┌─ Data entries
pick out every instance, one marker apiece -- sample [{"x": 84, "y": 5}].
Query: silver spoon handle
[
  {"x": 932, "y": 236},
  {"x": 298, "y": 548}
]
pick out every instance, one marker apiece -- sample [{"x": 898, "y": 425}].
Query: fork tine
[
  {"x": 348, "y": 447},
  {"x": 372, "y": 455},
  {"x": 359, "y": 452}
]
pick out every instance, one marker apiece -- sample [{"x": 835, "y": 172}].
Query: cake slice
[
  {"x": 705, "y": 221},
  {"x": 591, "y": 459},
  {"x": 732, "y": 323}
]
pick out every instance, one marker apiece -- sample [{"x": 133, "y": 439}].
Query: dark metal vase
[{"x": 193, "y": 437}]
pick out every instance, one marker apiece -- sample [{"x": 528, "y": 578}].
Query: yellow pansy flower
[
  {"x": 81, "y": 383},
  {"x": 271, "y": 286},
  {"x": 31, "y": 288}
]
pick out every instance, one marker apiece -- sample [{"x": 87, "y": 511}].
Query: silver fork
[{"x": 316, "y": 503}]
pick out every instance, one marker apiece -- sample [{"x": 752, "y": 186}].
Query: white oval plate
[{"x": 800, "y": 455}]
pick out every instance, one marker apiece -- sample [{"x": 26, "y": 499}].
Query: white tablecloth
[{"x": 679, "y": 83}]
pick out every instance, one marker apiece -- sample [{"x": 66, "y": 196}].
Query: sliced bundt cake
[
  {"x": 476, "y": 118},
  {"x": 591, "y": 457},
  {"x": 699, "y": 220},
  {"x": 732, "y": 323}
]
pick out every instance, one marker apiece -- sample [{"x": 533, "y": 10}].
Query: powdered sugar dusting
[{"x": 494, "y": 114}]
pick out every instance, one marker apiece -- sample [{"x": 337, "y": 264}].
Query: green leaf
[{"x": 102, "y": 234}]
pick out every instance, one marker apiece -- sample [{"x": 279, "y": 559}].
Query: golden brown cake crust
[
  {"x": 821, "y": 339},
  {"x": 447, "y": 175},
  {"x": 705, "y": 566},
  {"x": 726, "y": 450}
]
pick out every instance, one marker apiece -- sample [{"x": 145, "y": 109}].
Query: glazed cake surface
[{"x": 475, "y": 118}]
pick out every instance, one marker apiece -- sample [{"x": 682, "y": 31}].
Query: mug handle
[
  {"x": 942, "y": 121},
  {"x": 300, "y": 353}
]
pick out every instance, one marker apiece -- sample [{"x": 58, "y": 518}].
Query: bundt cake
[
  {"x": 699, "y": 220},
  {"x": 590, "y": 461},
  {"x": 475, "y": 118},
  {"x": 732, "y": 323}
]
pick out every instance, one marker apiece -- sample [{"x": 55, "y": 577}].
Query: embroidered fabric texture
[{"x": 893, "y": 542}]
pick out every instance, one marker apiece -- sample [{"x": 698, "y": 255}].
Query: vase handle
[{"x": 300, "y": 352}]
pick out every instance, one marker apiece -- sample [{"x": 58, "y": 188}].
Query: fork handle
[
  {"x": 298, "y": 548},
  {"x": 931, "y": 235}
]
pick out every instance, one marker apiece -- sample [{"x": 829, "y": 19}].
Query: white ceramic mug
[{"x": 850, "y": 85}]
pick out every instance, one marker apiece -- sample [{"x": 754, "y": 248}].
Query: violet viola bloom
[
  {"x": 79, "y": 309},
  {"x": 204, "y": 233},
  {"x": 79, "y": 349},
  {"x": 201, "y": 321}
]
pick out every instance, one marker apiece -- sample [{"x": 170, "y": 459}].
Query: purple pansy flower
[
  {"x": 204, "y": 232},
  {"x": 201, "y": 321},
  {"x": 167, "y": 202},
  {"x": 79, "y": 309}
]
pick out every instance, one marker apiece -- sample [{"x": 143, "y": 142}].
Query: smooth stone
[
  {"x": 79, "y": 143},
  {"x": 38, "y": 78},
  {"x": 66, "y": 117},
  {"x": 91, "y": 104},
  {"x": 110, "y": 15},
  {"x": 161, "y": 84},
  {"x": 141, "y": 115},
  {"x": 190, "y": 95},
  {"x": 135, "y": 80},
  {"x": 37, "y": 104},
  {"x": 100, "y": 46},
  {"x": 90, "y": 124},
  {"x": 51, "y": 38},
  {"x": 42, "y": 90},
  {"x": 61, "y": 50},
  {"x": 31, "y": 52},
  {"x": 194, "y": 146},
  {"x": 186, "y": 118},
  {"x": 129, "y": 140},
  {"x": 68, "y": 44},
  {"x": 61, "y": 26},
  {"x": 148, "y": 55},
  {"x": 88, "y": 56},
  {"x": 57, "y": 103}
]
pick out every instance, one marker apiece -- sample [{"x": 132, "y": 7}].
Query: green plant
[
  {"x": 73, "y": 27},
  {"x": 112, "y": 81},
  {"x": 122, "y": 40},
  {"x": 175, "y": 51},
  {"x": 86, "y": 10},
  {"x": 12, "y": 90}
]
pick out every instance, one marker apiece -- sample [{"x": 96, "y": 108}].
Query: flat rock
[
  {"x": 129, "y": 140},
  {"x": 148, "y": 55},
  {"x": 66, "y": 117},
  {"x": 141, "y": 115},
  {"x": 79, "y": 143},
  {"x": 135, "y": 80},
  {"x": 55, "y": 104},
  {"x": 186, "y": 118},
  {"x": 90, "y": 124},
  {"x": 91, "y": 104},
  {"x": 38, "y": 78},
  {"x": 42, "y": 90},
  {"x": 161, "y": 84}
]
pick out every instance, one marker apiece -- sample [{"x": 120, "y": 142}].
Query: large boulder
└─
Task to carry out
Copy the records above exactly as they appear.

The completed task
pick out every instance, one marker apiece -- sample [{"x": 84, "y": 5}].
Query: silver spoon handle
[
  {"x": 932, "y": 236},
  {"x": 298, "y": 548}
]
pick out every instance, one marker apiece -- sample [{"x": 898, "y": 425}].
Query: fork tine
[
  {"x": 348, "y": 447},
  {"x": 372, "y": 455},
  {"x": 359, "y": 452}
]
pick out every instance, one marker apiece -- sample [{"x": 835, "y": 172}].
Query: cake slice
[
  {"x": 705, "y": 221},
  {"x": 591, "y": 459},
  {"x": 732, "y": 323}
]
pick out every instance, one marker apiece -- sample [{"x": 133, "y": 439}].
Query: dark metal vase
[{"x": 193, "y": 437}]
pick out every instance, one marker apiece -- sample [{"x": 528, "y": 578}].
Query: yellow pansy flower
[
  {"x": 81, "y": 383},
  {"x": 271, "y": 286},
  {"x": 31, "y": 288}
]
pick out every instance, one marker apiece -- sample [{"x": 87, "y": 511}].
Query: silver fork
[{"x": 316, "y": 503}]
pick out every instance, one marker apiece -- sample [{"x": 752, "y": 186}].
Query: white oval plate
[{"x": 800, "y": 455}]
pick out every instance, one marker apiece -- sample [{"x": 26, "y": 499}].
Query: white tablecloth
[{"x": 679, "y": 83}]
pick out every instance, one marker apiece -- sample [{"x": 66, "y": 196}].
Query: sliced bundt cake
[
  {"x": 476, "y": 118},
  {"x": 591, "y": 457},
  {"x": 699, "y": 220},
  {"x": 732, "y": 323}
]
pick out every instance, one marker apiece -- sample [{"x": 533, "y": 10}].
Query: powdered sugar dusting
[{"x": 494, "y": 114}]
pick out every instance, one marker apiece -- sample [{"x": 337, "y": 264}].
Query: green leaf
[{"x": 102, "y": 234}]
pick out every instance, one marker apiece -- sample [{"x": 279, "y": 559}].
Query: golden brown cake crust
[
  {"x": 821, "y": 339},
  {"x": 447, "y": 175},
  {"x": 705, "y": 566},
  {"x": 726, "y": 450}
]
pick out every instance, one marker apiece -- sample [{"x": 145, "y": 109}].
Query: glazed cake surface
[{"x": 475, "y": 118}]
pick out every instance, one marker apiece -- sample [{"x": 682, "y": 31}].
Query: mug handle
[
  {"x": 942, "y": 121},
  {"x": 300, "y": 353}
]
pick out every instance, one marker apiece -- sample [{"x": 58, "y": 518}].
Query: bundt cake
[
  {"x": 699, "y": 220},
  {"x": 590, "y": 461},
  {"x": 475, "y": 118},
  {"x": 732, "y": 323}
]
pick out every instance, one marker apiece -- sample [{"x": 55, "y": 577}].
Query: embroidered fabric texture
[{"x": 893, "y": 542}]
pick out every instance, one marker apiece -- sample [{"x": 698, "y": 255}].
Query: vase handle
[{"x": 300, "y": 352}]
pick out every instance, one marker apiece -- sample [{"x": 58, "y": 188}].
Query: fork handle
[
  {"x": 298, "y": 548},
  {"x": 931, "y": 235}
]
pick out every instance, one marker apiece -- sample [{"x": 829, "y": 19}].
Query: white ceramic mug
[{"x": 850, "y": 85}]
pick out every instance, one marker apiece -- sample [{"x": 754, "y": 248}].
Query: violet viola bloom
[
  {"x": 79, "y": 309},
  {"x": 204, "y": 233},
  {"x": 79, "y": 349},
  {"x": 201, "y": 321}
]
pick out every instance, one marker apiece -- sample [{"x": 170, "y": 459}].
Query: purple pansy flower
[
  {"x": 204, "y": 232},
  {"x": 201, "y": 321},
  {"x": 167, "y": 202},
  {"x": 79, "y": 309}
]
pick out every instance, one marker apiece -- sample [{"x": 143, "y": 142}].
Query: smooth stone
[
  {"x": 79, "y": 143},
  {"x": 38, "y": 78},
  {"x": 66, "y": 117},
  {"x": 91, "y": 104},
  {"x": 110, "y": 15},
  {"x": 161, "y": 84},
  {"x": 141, "y": 115},
  {"x": 190, "y": 95},
  {"x": 135, "y": 80},
  {"x": 37, "y": 104},
  {"x": 100, "y": 46},
  {"x": 90, "y": 124},
  {"x": 51, "y": 38},
  {"x": 42, "y": 90},
  {"x": 61, "y": 50},
  {"x": 31, "y": 52},
  {"x": 194, "y": 146},
  {"x": 186, "y": 118},
  {"x": 129, "y": 140},
  {"x": 68, "y": 44},
  {"x": 61, "y": 26},
  {"x": 148, "y": 55},
  {"x": 88, "y": 56},
  {"x": 57, "y": 103}
]
pick out every instance, one marker apiece -- sample [{"x": 132, "y": 7}].
Query: green plant
[
  {"x": 73, "y": 27},
  {"x": 112, "y": 81},
  {"x": 122, "y": 40},
  {"x": 175, "y": 51},
  {"x": 86, "y": 10},
  {"x": 12, "y": 90}
]
pick out every instance, one marker apiece -- sample [{"x": 96, "y": 108}].
Query: flat rock
[
  {"x": 129, "y": 140},
  {"x": 148, "y": 55},
  {"x": 66, "y": 117},
  {"x": 141, "y": 115},
  {"x": 79, "y": 143},
  {"x": 135, "y": 80},
  {"x": 55, "y": 104},
  {"x": 186, "y": 118},
  {"x": 90, "y": 124},
  {"x": 91, "y": 104},
  {"x": 38, "y": 78},
  {"x": 42, "y": 90},
  {"x": 161, "y": 84}
]
pick out every instance, one marker apiece -- sample [{"x": 120, "y": 142}].
Query: large boulder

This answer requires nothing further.